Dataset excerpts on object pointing
....................
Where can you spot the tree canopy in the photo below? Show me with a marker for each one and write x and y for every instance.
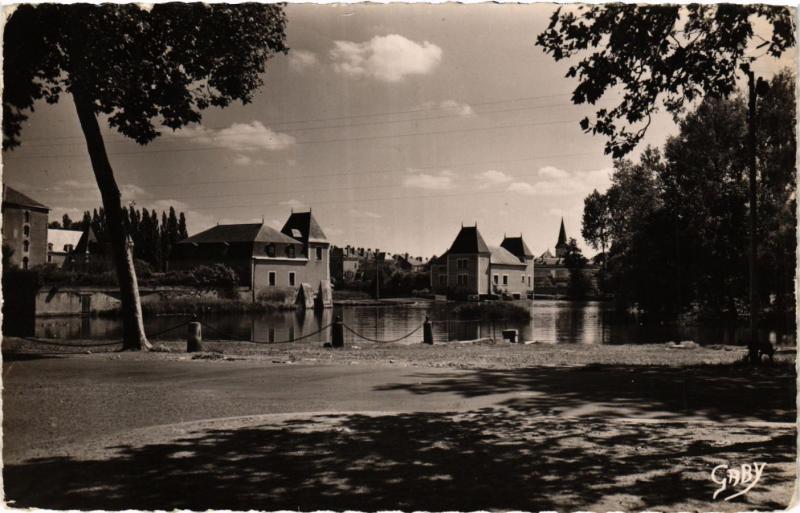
(672, 53)
(139, 66)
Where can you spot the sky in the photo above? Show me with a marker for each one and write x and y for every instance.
(394, 123)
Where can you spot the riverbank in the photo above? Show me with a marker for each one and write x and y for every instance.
(170, 431)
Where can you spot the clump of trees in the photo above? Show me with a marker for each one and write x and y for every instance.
(153, 236)
(676, 220)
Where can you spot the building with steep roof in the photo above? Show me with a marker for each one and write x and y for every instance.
(471, 267)
(264, 258)
(24, 228)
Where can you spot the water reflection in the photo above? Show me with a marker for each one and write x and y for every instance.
(561, 322)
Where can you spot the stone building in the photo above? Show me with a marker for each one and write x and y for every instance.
(265, 259)
(472, 267)
(24, 228)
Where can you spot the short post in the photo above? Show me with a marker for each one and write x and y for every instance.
(427, 331)
(194, 337)
(337, 333)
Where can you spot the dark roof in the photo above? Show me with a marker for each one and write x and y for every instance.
(467, 241)
(517, 247)
(504, 257)
(249, 232)
(562, 235)
(303, 227)
(14, 197)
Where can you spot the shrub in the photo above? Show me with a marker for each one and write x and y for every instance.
(492, 311)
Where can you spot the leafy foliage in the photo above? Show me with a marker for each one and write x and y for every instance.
(167, 62)
(676, 54)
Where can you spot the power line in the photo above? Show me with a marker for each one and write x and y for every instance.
(359, 116)
(329, 127)
(320, 141)
(348, 173)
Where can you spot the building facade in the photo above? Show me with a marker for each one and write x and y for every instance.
(24, 229)
(472, 267)
(265, 259)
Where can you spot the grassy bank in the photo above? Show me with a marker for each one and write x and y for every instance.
(492, 311)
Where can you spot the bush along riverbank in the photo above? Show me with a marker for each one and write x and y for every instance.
(492, 311)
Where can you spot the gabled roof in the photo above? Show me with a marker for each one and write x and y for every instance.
(303, 227)
(61, 238)
(503, 257)
(247, 232)
(14, 197)
(468, 241)
(517, 247)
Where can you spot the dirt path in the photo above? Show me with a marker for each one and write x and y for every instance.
(159, 432)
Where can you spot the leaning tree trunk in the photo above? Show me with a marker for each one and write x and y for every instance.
(134, 337)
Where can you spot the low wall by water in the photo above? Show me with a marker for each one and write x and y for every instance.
(93, 300)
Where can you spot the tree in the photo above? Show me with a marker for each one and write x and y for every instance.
(136, 67)
(676, 54)
(578, 285)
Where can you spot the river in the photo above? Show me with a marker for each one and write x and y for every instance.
(552, 321)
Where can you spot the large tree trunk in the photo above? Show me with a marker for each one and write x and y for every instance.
(134, 337)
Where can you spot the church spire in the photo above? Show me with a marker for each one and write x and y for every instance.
(561, 245)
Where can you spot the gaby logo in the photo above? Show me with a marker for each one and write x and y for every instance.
(743, 477)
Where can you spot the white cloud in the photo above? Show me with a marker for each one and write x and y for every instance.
(493, 176)
(293, 203)
(450, 106)
(364, 213)
(299, 60)
(557, 182)
(441, 181)
(239, 137)
(388, 58)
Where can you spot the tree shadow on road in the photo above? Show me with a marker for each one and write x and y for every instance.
(715, 392)
(493, 458)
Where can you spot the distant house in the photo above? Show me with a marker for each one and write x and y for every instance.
(470, 266)
(60, 245)
(24, 228)
(263, 257)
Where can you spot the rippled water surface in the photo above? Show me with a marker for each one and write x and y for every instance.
(563, 322)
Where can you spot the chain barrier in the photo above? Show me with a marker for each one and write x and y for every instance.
(359, 335)
(233, 338)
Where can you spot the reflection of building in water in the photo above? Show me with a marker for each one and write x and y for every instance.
(551, 275)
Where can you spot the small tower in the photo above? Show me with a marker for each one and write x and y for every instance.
(561, 245)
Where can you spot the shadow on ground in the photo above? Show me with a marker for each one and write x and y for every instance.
(509, 457)
(716, 392)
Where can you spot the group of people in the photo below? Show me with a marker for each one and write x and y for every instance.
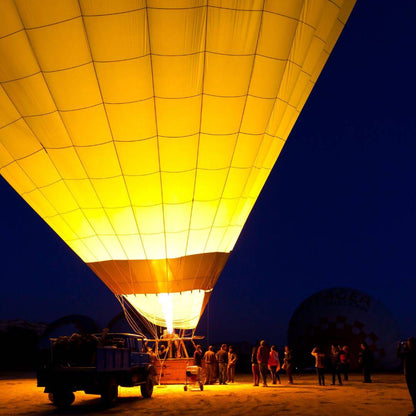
(222, 362)
(339, 362)
(339, 359)
(265, 361)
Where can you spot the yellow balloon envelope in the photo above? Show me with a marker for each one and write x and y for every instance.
(143, 131)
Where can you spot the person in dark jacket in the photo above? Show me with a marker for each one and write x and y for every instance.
(344, 356)
(198, 356)
(335, 357)
(222, 359)
(366, 360)
(232, 360)
(210, 365)
(407, 352)
(255, 366)
(263, 359)
(288, 364)
(319, 365)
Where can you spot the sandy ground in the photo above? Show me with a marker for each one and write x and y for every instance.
(387, 395)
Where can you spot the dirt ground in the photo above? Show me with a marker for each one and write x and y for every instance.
(386, 396)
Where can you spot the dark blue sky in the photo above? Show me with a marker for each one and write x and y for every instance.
(337, 210)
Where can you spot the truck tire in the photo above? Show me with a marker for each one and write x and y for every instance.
(109, 392)
(62, 398)
(147, 388)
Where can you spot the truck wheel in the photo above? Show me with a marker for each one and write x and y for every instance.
(109, 392)
(62, 399)
(147, 388)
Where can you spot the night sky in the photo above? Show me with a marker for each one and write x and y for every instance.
(337, 210)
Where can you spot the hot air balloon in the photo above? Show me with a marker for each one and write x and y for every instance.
(143, 131)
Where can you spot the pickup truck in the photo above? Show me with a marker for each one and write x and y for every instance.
(96, 366)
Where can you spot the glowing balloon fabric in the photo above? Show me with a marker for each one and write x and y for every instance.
(143, 131)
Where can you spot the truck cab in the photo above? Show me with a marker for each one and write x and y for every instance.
(96, 364)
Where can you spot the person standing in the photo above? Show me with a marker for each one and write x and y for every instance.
(263, 359)
(319, 365)
(232, 359)
(407, 352)
(198, 356)
(344, 357)
(222, 358)
(366, 360)
(255, 366)
(335, 364)
(210, 364)
(288, 364)
(274, 364)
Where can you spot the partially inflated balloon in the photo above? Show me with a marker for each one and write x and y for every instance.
(143, 131)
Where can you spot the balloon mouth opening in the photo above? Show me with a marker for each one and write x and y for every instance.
(177, 310)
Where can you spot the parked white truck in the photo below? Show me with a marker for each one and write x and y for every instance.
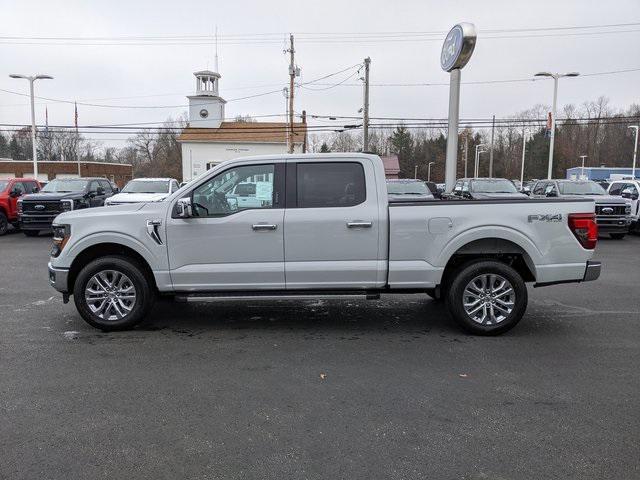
(327, 229)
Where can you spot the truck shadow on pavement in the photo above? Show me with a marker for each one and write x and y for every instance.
(413, 317)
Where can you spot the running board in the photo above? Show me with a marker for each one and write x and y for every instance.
(276, 294)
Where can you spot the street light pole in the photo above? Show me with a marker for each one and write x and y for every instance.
(635, 150)
(556, 77)
(33, 78)
(582, 171)
(477, 160)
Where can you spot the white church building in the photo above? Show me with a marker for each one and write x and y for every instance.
(209, 139)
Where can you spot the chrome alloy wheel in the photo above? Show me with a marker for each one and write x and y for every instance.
(488, 299)
(110, 295)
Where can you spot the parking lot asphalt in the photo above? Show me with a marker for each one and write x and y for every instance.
(323, 388)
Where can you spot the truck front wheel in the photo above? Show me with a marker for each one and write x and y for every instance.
(487, 297)
(112, 293)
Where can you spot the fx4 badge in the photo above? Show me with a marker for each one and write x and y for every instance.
(545, 218)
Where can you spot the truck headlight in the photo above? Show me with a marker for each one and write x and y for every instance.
(61, 234)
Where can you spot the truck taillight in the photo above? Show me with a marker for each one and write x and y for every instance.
(585, 228)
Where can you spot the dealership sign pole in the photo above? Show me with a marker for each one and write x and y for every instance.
(456, 52)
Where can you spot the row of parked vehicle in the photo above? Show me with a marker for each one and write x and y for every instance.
(617, 204)
(31, 206)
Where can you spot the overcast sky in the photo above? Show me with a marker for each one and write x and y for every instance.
(159, 74)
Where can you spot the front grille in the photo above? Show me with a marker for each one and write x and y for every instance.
(610, 209)
(44, 208)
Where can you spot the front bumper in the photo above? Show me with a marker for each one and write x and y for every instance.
(58, 278)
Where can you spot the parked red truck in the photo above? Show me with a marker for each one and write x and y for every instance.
(11, 189)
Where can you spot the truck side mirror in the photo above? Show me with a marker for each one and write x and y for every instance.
(183, 208)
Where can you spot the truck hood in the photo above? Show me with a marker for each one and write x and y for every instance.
(45, 196)
(137, 197)
(482, 196)
(607, 199)
(93, 214)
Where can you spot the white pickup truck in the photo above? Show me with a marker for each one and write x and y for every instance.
(327, 229)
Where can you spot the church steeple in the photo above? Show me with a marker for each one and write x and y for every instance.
(206, 107)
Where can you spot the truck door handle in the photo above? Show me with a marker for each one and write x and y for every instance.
(264, 226)
(359, 224)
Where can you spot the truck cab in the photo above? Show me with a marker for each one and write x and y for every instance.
(630, 190)
(11, 190)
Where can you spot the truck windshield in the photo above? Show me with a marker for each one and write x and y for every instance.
(581, 188)
(493, 186)
(407, 188)
(147, 186)
(65, 186)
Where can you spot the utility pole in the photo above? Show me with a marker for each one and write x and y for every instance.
(466, 152)
(555, 77)
(304, 123)
(524, 147)
(34, 146)
(292, 76)
(365, 109)
(635, 150)
(582, 171)
(493, 129)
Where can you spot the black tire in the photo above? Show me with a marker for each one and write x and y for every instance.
(4, 224)
(463, 277)
(144, 292)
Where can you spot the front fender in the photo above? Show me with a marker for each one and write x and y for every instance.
(156, 258)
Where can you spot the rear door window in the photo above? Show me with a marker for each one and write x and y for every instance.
(330, 184)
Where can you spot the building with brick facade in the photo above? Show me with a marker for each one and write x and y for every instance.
(120, 173)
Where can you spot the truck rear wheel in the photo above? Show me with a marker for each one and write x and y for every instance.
(487, 297)
(113, 293)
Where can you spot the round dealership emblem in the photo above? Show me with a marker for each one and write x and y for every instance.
(458, 46)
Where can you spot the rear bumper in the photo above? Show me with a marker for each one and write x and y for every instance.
(591, 273)
(613, 225)
(58, 278)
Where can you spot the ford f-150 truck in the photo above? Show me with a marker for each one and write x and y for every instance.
(327, 228)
....................
> **To be done**: Please copy the entries word for word, starting at the line that contains "Where can you spot the building with brick" and continuing through the last entry.

> **Task response**:
Where can you spot the building with brick facade in the photo above? Show me with a marker for each one and write x and y for every instance.
(120, 173)
Where can you spot the truck rear wheel in the photo above? Show me with a marker for each one and write x and y for every instance.
(487, 297)
(113, 293)
Where can you spot the round dealership emblem in the photo above? Show me with a marker for each one and write x and y for every instance.
(458, 46)
Where can you spot the rear bumper in the photo above? Show me with a marker for each one and write x and y for every instance.
(591, 273)
(613, 225)
(58, 278)
Where can you spot the ford f-150 truck in the photo above? Show me with a marker for each one and write x and y for every instance.
(327, 228)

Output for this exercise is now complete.